Return of the Living Dead Part II's biggest problem, though, is that it plays it safe, often recycling plot points and moments from the first. The change of location from a small portion of town to an entire city offers potential, and one can see how its idea of zombies on the loose in the suburbs influenced the SNES game Zombies Ate My Neighbors. Unfortunately, it doesn't take enough chances with its creative potential, especially considering that the place is a ghost town since the entire population was evacuated off-screen. The only major new addition is that the undead now have a clear weakness, electricity, which does lead to a thrilling climax as the surviving heroes round-up the zombies, lure them into an electric power-plant, and fry them all. It's just a shame you must wade through eighty-five minutes of mediocrity and hit-and-miss humor just to reach it.
Effects-wise, the movie boasts well-done zombie make-up and features some inventive effects, such as a severed hand that runs amok in Dr. Mandel's car. Although the designs of the undead look more cartoony and the recreation of the barrel zombie is rubbery and not as grotesque, they get the job done. The music is an interesting scenario; when the film was released on DVD and digital media, the original soundtrack and certain licensed tracks were removed and replaced with compositions that sound like a synthesizer farting. The original score, which can only be heard via a VHS copy, is fine, if a little too dramatic, and the licensed songs are enjoyable, including "Spacehopper," "Bad Case of Loving You," and an incredibly cheesy cover of "Monster Mash," but it lacks the memorability of the original film's score, a notion which applies to everything else regarding this sequel.

# [Exercise requirements]
Continue the review of Return of the Living Dead Part II from where it stops.

# [Dataset extract]
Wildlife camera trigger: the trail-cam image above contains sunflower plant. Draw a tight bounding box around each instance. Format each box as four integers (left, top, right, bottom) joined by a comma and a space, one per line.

# [Reply to the task]
Return of the Living Dead Part II is an uninspired retread of the first movie that has its moments, but leaves a lot to be desired. The film is at its best when it revels in its over-the-top, comedic nature of events, such as zombies driving a commandeered jeep or a Michael Jackson-look-alike zombie getting electrocuted with the others, but it's afraid to commit to that tone. Instead, the movie offers serviceable, but extremely by-the-numbers undead entertainment.